INPUT:
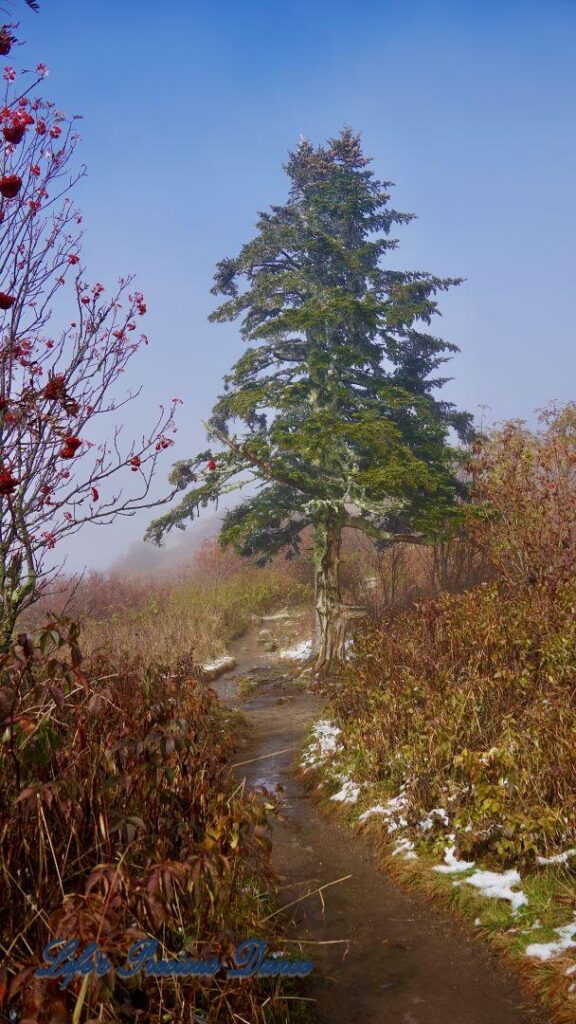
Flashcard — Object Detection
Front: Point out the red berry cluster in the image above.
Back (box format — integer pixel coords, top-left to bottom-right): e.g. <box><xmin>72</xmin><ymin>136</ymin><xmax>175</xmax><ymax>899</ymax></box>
<box><xmin>0</xmin><ymin>465</ymin><xmax>19</xmax><ymax>497</ymax></box>
<box><xmin>0</xmin><ymin>174</ymin><xmax>22</xmax><ymax>199</ymax></box>
<box><xmin>60</xmin><ymin>434</ymin><xmax>82</xmax><ymax>459</ymax></box>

DIRECTIONS FOR THIS TASK:
Can you arrange the lines above as a Markdown table with two columns, No. for the row number and Text for the line, leaving out blank lines and pictures?

WRITTEN RESPONSE:
| No. | Text |
|---|---|
| 1 | Flashcard — Object Detection |
| 2 | Front: Point out the red berry cluster in the image above. |
| 3 | Back (box format — integer pixel coords, top-left to bottom-right): e.g. <box><xmin>72</xmin><ymin>136</ymin><xmax>175</xmax><ymax>899</ymax></box> |
| 4 | <box><xmin>0</xmin><ymin>465</ymin><xmax>19</xmax><ymax>497</ymax></box> |
| 5 | <box><xmin>0</xmin><ymin>174</ymin><xmax>22</xmax><ymax>199</ymax></box> |
| 6 | <box><xmin>60</xmin><ymin>434</ymin><xmax>82</xmax><ymax>459</ymax></box> |